Dataset entries
□ □ □

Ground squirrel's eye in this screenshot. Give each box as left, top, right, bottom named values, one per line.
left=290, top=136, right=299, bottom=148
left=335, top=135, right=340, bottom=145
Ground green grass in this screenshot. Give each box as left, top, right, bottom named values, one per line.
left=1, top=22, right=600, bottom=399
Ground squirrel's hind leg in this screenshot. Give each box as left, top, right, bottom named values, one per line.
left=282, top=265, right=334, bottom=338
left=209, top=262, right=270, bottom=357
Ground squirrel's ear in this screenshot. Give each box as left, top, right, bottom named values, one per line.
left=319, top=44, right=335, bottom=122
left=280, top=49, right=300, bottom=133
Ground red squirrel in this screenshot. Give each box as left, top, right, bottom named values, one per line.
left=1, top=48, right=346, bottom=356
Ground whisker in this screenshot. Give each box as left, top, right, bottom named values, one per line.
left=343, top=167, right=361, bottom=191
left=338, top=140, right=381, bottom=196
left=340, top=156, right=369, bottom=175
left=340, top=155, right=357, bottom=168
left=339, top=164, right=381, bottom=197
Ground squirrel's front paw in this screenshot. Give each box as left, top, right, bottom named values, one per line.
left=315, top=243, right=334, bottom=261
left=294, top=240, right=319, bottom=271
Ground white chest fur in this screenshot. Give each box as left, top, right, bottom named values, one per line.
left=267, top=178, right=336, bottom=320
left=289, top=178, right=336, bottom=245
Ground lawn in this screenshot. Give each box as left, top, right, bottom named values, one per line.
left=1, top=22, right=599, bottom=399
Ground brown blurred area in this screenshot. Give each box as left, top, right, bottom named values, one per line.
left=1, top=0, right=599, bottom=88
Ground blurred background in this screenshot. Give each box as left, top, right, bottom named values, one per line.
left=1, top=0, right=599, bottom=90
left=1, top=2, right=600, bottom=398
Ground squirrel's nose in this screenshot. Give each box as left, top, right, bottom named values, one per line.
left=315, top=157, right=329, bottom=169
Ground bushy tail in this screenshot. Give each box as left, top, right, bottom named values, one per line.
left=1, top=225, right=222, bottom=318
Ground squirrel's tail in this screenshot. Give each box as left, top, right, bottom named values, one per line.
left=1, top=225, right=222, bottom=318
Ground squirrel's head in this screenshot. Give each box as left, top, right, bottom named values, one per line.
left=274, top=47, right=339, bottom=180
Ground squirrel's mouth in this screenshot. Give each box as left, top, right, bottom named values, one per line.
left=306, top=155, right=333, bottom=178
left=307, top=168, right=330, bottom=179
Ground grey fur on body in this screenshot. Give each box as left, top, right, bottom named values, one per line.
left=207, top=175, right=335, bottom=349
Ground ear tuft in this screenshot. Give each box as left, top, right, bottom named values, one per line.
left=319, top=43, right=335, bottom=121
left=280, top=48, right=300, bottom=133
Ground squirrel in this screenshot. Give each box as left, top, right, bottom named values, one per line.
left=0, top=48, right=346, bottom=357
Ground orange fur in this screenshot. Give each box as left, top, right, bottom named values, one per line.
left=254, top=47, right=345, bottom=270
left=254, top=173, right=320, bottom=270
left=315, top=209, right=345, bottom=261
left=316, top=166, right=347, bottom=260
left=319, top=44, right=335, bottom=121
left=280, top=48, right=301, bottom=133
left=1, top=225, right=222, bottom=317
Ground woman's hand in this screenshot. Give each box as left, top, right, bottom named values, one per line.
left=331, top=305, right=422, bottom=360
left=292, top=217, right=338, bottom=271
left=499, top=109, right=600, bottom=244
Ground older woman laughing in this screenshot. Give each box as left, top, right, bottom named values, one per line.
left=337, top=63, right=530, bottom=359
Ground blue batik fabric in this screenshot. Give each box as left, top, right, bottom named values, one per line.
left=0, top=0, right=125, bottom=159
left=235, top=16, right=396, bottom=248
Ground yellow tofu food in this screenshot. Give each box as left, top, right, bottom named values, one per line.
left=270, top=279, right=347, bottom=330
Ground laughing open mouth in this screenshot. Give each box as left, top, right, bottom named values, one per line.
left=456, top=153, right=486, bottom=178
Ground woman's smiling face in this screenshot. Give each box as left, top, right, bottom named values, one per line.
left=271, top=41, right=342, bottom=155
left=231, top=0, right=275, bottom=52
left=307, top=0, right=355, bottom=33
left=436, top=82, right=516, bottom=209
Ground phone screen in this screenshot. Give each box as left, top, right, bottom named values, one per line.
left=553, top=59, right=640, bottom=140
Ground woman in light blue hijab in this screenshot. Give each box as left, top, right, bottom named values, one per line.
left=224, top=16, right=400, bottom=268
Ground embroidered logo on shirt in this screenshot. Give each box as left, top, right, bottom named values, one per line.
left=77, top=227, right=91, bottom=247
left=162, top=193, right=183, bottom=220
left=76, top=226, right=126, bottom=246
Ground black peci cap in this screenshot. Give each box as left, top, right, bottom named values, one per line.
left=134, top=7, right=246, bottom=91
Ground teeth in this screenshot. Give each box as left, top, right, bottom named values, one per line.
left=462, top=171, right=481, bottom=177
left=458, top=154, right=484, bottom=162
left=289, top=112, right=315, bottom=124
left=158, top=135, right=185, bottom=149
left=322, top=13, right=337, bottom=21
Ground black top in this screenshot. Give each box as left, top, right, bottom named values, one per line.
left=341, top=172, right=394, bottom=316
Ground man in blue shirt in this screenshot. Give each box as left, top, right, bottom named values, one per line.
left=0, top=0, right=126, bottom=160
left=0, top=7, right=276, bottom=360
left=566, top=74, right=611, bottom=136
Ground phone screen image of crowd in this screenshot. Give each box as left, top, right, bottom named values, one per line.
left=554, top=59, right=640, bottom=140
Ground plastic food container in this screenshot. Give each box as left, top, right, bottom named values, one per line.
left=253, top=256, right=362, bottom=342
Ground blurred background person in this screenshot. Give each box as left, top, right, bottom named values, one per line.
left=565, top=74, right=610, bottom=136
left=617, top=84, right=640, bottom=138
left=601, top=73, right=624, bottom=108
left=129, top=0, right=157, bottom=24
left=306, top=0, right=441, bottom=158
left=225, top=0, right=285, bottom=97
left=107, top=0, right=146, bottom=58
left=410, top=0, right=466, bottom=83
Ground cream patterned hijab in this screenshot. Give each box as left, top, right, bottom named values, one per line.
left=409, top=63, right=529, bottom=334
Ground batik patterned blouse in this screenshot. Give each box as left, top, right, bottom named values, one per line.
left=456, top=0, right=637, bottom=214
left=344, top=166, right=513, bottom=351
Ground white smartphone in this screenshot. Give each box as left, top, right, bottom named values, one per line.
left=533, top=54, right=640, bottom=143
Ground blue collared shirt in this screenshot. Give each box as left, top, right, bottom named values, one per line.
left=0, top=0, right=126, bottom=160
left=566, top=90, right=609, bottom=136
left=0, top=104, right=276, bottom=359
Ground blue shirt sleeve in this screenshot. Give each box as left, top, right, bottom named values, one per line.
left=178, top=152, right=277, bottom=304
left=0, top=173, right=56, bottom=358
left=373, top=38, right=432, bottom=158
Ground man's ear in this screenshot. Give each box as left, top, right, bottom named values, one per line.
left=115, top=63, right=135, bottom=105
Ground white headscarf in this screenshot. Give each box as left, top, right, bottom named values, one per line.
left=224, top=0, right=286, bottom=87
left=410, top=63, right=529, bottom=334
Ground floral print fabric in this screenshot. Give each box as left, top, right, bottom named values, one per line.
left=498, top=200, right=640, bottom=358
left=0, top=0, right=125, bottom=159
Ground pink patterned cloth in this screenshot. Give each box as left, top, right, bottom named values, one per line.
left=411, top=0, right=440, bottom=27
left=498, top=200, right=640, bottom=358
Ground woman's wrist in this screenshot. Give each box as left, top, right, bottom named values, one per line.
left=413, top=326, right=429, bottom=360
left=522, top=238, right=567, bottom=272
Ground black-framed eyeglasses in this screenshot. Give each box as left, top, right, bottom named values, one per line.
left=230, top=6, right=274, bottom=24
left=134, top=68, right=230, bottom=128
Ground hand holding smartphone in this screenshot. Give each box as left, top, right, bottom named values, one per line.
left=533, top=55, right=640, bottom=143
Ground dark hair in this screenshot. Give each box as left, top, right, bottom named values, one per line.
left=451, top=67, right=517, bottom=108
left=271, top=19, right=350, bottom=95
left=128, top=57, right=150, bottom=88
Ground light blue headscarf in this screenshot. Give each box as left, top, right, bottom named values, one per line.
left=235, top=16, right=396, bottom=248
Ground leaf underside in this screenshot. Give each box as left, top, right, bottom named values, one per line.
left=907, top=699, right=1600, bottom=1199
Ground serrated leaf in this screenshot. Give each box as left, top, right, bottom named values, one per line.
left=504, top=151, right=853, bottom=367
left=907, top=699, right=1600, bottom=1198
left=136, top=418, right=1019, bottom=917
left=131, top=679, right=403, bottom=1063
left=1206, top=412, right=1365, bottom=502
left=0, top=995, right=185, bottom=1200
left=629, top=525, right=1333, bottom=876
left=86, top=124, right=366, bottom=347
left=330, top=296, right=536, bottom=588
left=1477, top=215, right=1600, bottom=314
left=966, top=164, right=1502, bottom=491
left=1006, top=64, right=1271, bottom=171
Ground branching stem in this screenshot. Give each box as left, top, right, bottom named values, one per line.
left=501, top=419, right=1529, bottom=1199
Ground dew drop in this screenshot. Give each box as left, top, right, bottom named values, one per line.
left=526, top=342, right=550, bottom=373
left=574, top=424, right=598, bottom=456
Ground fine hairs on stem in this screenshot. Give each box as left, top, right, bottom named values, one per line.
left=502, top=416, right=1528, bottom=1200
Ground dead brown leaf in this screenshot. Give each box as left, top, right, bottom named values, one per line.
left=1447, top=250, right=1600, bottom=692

□ □ □

» YOUR OBJECTIVE
The answer must contain only the lines from the one with "Ground leaf underside" to the end of the entries above, each written out exactly.

» ANSWER SPACE
Ground leaf underside in this screenshot. Give each box as left, top, right, bottom named values, one per line.
left=907, top=699, right=1600, bottom=1199
Ground serrated leaf in this screenshot. Give each box as left, top, right, bottom named values, one per line.
left=504, top=151, right=853, bottom=367
left=907, top=699, right=1600, bottom=1198
left=136, top=418, right=1019, bottom=917
left=131, top=679, right=403, bottom=1063
left=1206, top=412, right=1365, bottom=502
left=0, top=995, right=185, bottom=1200
left=629, top=525, right=1333, bottom=876
left=86, top=124, right=366, bottom=347
left=330, top=296, right=536, bottom=588
left=1477, top=215, right=1600, bottom=314
left=966, top=164, right=1502, bottom=491
left=1006, top=64, right=1271, bottom=171
Ground branching stem in this screenshot. Give each box as left, top, right, bottom named values, one per line.
left=501, top=419, right=1529, bottom=1199
Ground dew drop in this screenshot. Give each box as left, top, right, bottom named values, one per line.
left=526, top=342, right=550, bottom=373
left=574, top=424, right=598, bottom=456
Ground fine hairs on stem in this screenshot. Give each box as left, top, right, bottom named values, one per line.
left=502, top=416, right=1528, bottom=1200
Ground dead brown leaf in this screenshot. Give each box as left, top, right, bottom named values, one per line.
left=1447, top=250, right=1600, bottom=692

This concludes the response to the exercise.